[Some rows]
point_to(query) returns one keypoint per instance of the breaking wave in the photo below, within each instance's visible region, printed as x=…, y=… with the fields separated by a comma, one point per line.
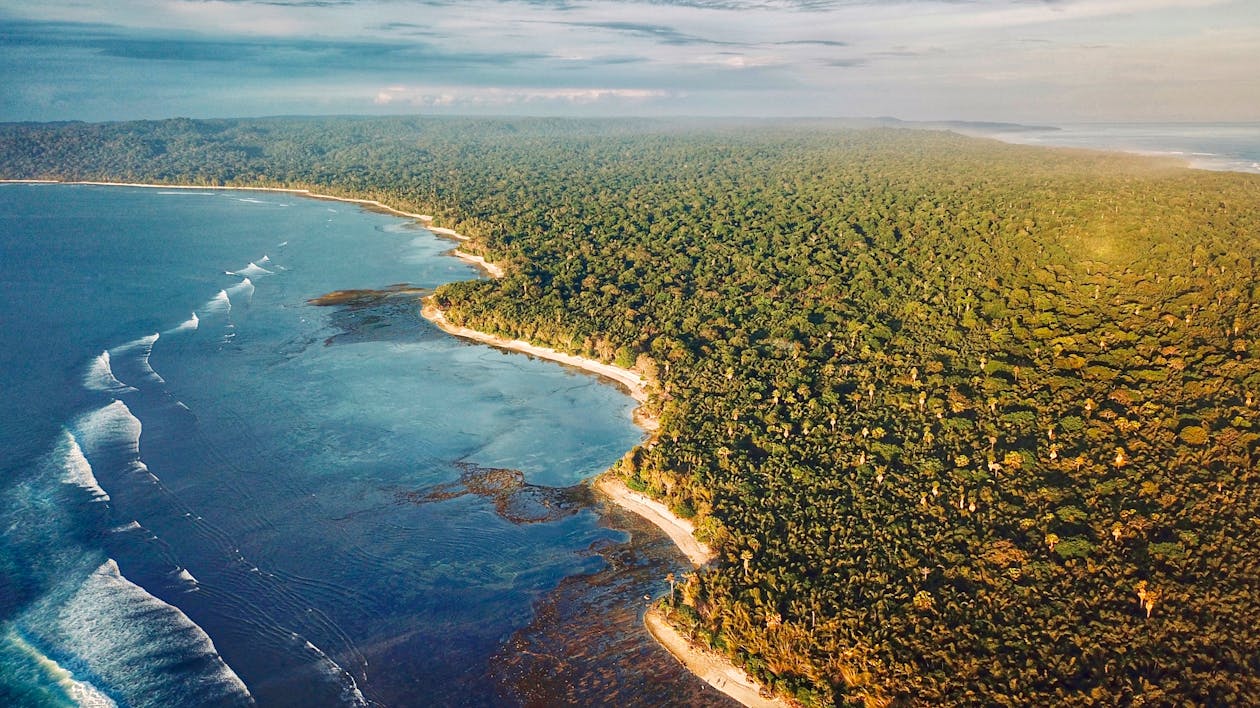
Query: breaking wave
x=76, y=468
x=145, y=650
x=218, y=305
x=144, y=347
x=100, y=377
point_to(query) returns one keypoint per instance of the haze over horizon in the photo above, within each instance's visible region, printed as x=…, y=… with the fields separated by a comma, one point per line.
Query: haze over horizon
x=1018, y=61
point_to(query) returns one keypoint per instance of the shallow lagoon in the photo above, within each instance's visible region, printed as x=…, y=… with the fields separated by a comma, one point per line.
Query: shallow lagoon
x=269, y=464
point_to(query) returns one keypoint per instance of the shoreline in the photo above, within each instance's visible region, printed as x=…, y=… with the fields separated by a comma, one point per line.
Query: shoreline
x=633, y=382
x=679, y=531
x=708, y=667
x=715, y=670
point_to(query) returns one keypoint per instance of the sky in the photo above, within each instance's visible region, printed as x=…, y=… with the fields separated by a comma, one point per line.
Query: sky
x=1017, y=61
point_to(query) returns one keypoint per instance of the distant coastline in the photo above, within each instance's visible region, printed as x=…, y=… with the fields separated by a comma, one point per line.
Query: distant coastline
x=716, y=670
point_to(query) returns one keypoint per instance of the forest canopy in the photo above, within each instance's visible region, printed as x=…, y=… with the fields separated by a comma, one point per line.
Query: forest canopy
x=967, y=422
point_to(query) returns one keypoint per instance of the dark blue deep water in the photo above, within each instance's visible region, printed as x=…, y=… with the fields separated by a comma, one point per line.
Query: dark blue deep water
x=216, y=493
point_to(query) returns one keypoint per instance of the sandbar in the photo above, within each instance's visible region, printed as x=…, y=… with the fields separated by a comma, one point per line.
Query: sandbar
x=633, y=382
x=679, y=531
x=713, y=669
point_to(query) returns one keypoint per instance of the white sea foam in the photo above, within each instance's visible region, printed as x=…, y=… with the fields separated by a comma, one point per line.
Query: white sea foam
x=189, y=324
x=145, y=649
x=100, y=377
x=111, y=427
x=82, y=693
x=144, y=348
x=242, y=290
x=350, y=692
x=218, y=305
x=252, y=270
x=76, y=469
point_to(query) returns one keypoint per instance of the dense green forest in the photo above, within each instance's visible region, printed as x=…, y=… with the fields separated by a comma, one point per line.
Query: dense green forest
x=967, y=422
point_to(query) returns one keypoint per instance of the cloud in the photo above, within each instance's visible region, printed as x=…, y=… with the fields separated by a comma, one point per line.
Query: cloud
x=442, y=97
x=659, y=33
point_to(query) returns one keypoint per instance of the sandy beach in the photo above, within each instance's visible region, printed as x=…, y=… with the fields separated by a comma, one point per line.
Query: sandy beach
x=633, y=382
x=679, y=531
x=490, y=268
x=715, y=670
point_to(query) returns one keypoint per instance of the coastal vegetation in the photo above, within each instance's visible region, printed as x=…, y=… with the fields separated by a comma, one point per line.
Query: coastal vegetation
x=964, y=422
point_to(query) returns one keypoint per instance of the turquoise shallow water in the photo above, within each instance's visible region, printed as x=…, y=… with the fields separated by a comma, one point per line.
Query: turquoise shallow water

> What to produce: Give back every row above word for word, leaving out the picture.

> Solution for this exercise:
point_to(query) returns one keypoint per instance of the breaking wave in the photo below, within each instance's visible region, printed as x=…, y=… with the fields separated by a comma, one point per line.
Query: breaking wave
x=76, y=468
x=145, y=650
x=218, y=305
x=144, y=347
x=100, y=377
point_to(query) returns one keypoint per instance of the haze over horizon in the photo above, within each instance's visible region, printed as x=…, y=… with the fields separated by a comma, one point per line.
Query: haze over horizon
x=1018, y=61
point_to(query) returns one keypoint per instance of the shallow lagoon in the photo above, within each instance's visible region, printed as x=…, y=… with the fields separated by a comma, one point per line.
Query: shallow lagoon
x=269, y=464
point_to(query) returns one keypoint per instance of the shoreline in the photo above, within each instance's visible region, printed as x=…, y=… with the fields separated by a comma, one point per line.
Query: shoreline
x=633, y=382
x=679, y=531
x=708, y=667
x=715, y=670
point_to(query) returns one keypoint per instance of the sky in the photo above, within each instance's visible region, printed as x=…, y=… with the fields separated by a comma, one point per line.
Query: sky
x=1017, y=61
point_to(query) returns one keypoint per instance of the distant coastline in the photo above, within each instance's visible region, printed as x=…, y=… with the fields separated by a comma, one point per line.
Query: distant coastline
x=716, y=670
point_to(query) returns one keypoint per instance of the forest canopy in the photo above, within each instance's visible region, printed as x=…, y=… with the fields separated by a comma, one point per line.
Query: forest canopy
x=967, y=422
point_to(query) returns one keypoint per instance of the dark blue deep water in the photo above, within each instance's visible region, printed as x=…, y=… with the fields separated by a comma, one point per line.
Query: dark blue deep water
x=216, y=493
point_to(query) returns one keypoint per instance of the sandbar in the photo above, within each instance's visible region, printed as x=…, y=… with the fields separated by a comma, one point per line.
Query: sandbar
x=633, y=382
x=679, y=531
x=713, y=669
point_to(query) returns one keypoint per instance of the white sea foam in the photo above, within each instance's visible region, printed as x=…, y=… with the fields separated by a comma, one point per line.
Query: white sea foam
x=189, y=324
x=145, y=649
x=100, y=377
x=111, y=427
x=82, y=693
x=144, y=348
x=242, y=290
x=350, y=692
x=218, y=305
x=252, y=270
x=76, y=469
point_to(query) returns one keypoint per instance of the dense green forest in the photo above, within each instance's visible region, printed as x=…, y=… with the fields separated by a comma, one point per line.
Query: dense green forest
x=967, y=422
point_to(query) returns one keypoint per instance of the cloud in the photo above, within each instance's visible region, printed as x=…, y=… with the fields separated by a comma, one point per line.
Query: cloud
x=442, y=97
x=659, y=33
point_to(query) returns one keypoint per instance of the sandy beach in the photo above, within each instance's visible region, printed as x=…, y=… with the fields separated by a comma, one point per line.
Query: sandy beach
x=633, y=382
x=679, y=531
x=490, y=268
x=715, y=670
point_to(query) returns one keypoint per instance of the coastal vegetation in the photo above, within each instance's visible region, printed as x=…, y=… with the fields separated by a comma, one point per line.
Query: coastal vegetation
x=964, y=422
point_to(query) returns one keypoint per instance of the turquoise shallow water in the photo above, within each instance's visible region, printed as x=…, y=… with the fields separated by a comma, one point per line.
Query: turquoise shallow water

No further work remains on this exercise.